- _Material provided_
--------------------------------------------------
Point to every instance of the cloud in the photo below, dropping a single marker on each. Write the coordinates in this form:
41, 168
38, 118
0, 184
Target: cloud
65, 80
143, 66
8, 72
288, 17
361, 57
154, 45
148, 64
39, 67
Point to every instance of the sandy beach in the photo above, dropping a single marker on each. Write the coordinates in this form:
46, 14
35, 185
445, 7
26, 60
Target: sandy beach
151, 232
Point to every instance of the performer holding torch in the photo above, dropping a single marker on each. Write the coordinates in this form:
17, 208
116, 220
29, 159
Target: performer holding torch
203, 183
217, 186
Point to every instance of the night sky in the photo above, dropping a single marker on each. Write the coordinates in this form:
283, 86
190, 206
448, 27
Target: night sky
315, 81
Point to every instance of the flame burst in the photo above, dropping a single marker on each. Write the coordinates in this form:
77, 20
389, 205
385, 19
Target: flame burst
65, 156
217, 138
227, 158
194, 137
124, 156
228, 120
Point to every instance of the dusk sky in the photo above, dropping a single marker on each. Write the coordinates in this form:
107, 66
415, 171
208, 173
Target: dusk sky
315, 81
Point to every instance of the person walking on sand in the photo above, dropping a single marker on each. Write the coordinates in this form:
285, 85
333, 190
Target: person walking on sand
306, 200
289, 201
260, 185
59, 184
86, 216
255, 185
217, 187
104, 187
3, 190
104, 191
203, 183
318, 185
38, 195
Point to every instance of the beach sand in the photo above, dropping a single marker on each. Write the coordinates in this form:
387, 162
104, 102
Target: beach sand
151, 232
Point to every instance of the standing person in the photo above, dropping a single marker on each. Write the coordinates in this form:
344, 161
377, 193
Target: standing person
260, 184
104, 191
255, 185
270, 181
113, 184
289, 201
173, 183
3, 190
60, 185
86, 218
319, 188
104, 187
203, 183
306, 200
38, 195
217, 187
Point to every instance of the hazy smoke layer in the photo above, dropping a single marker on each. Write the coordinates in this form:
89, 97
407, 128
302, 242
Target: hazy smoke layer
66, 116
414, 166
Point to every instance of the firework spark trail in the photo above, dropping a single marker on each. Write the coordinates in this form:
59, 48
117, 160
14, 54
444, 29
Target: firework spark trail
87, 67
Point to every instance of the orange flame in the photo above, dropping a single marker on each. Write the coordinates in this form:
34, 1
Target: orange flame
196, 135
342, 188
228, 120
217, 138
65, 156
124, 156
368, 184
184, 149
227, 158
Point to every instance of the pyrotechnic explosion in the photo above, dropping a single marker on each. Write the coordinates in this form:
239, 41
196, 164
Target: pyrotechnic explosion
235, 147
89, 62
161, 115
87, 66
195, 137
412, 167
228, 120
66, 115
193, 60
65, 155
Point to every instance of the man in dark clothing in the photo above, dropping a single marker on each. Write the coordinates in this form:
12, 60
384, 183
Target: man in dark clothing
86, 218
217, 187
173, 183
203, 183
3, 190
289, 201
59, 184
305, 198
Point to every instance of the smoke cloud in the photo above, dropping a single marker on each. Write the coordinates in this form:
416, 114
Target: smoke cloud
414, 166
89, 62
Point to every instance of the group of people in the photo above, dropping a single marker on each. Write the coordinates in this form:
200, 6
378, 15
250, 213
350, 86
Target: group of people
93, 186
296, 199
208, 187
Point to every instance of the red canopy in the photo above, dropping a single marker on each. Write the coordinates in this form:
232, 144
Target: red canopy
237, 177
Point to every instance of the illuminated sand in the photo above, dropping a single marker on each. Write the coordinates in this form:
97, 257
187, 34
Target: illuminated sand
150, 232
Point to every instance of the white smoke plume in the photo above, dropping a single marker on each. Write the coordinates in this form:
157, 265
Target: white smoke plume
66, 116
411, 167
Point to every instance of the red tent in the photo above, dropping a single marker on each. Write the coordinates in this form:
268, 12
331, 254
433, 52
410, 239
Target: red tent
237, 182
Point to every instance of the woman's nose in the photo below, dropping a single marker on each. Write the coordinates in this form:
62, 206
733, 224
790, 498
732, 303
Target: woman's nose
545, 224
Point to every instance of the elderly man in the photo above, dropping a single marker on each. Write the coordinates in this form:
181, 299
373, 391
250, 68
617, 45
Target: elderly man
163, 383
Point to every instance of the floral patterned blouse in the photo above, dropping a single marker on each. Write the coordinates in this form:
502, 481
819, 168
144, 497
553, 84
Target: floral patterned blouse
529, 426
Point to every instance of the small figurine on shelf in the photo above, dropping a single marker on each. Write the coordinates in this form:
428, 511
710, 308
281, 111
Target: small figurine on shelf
--------------------------------------------------
Only the lines that hold the word "figurine" are wanted; each should be pulled from the records.

Point to every instance of the small figurine on shelf in the photo above, dropping a single marker on each. Write the coordinates in this form:
Target: small figurine on shelf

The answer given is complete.